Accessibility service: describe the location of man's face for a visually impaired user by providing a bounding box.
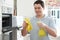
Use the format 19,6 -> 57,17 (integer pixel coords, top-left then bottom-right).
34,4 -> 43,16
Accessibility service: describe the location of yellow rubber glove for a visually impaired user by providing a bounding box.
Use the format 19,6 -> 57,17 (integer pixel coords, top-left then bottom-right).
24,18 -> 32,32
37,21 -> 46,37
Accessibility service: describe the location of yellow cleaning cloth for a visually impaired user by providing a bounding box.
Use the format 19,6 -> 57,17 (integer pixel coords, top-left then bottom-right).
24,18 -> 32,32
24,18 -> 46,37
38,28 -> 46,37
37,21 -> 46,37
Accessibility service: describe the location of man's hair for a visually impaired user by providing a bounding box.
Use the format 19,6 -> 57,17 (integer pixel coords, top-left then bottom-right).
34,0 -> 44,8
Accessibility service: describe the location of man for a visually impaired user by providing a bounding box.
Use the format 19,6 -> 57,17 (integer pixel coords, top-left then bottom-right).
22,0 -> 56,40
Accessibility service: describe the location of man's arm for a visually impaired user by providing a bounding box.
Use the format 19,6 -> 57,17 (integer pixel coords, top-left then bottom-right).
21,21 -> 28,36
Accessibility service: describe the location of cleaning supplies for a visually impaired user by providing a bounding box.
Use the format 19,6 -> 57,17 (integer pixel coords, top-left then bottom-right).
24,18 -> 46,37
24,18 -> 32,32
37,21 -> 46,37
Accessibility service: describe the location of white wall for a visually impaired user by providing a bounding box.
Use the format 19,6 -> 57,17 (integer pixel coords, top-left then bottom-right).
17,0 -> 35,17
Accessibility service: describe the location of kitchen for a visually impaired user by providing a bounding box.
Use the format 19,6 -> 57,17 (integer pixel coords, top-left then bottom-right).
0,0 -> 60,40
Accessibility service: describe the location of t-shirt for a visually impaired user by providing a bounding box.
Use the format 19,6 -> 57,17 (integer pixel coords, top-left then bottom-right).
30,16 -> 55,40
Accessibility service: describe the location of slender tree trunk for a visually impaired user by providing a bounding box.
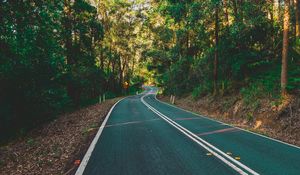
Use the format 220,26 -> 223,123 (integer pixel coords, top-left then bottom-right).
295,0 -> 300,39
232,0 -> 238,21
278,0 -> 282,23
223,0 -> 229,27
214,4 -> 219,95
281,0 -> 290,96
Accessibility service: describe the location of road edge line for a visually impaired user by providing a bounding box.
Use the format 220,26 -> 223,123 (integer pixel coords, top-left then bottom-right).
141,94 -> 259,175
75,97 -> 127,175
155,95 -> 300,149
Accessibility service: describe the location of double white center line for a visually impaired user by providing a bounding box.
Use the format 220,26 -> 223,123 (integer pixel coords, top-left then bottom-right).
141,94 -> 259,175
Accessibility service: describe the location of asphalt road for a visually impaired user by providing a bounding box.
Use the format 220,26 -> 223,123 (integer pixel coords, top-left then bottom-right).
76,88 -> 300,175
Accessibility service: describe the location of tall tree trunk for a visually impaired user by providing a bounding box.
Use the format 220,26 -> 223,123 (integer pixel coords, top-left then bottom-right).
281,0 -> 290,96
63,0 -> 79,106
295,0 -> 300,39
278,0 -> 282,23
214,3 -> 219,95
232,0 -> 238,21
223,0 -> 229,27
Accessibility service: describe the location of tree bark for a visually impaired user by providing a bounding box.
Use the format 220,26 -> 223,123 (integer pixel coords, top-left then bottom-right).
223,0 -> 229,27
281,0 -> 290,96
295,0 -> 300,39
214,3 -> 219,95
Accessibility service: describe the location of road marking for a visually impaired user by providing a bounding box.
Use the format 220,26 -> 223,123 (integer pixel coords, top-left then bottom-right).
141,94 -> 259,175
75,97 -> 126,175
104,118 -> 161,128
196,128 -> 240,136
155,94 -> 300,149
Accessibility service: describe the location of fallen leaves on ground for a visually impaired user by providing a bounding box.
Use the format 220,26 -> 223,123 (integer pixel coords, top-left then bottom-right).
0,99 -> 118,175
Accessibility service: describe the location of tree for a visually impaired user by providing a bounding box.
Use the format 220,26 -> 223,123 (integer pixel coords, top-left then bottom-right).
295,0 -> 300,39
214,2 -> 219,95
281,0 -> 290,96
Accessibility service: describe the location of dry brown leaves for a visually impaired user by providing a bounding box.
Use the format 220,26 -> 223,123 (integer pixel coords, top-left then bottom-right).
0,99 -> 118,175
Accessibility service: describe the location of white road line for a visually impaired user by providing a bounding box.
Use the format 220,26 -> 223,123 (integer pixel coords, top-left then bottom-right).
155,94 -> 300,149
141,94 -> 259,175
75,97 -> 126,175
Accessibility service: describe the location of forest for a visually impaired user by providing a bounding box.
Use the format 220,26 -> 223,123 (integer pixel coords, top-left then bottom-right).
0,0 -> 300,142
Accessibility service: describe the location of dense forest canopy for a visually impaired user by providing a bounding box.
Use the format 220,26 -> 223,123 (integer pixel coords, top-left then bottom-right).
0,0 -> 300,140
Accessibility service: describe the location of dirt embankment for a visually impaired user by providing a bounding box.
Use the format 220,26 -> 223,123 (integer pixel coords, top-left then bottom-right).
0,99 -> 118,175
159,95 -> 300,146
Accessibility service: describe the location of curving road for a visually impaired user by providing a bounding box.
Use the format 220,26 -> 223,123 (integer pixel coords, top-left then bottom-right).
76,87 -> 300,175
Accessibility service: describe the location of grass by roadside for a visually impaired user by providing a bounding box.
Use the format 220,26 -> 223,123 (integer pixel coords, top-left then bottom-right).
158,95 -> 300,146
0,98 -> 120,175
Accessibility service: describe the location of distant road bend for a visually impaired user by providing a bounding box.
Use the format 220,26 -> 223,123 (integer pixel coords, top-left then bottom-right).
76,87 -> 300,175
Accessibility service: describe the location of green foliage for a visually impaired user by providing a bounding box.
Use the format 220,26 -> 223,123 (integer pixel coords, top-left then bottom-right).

........

**What to work on:** Could you copy word for word the part of the items that opens with the line containing "Accessibility service: describe the location of curving" and runs through the end of the items?

**Task output:**
Accessibility service: describe the location of curving road for a visually impaired user by providing a bounding box.
Use the format 220,26 -> 223,123 (integer pixel coords, top-left then bottom-right).
76,87 -> 300,175
Accessibility service: describe the location of grass by roadside for a visually impaired user by providing a bounding box.
Use the format 220,26 -> 223,123 (integer pixel coords, top-left then bottom-right).
158,95 -> 300,146
0,98 -> 120,175
Accessibility service: describe the location of distant road bend for a visually impaired user by providing a bounding box.
Use the format 220,26 -> 223,123 (integer pixel coords, top-left then bottom-right).
76,87 -> 300,175
Accessibility service: describe the location of green foliage for a visually impaired user by providing a bounding box.
Use the format 220,26 -> 223,123 (integer pixel coords, top-left then bottom-right).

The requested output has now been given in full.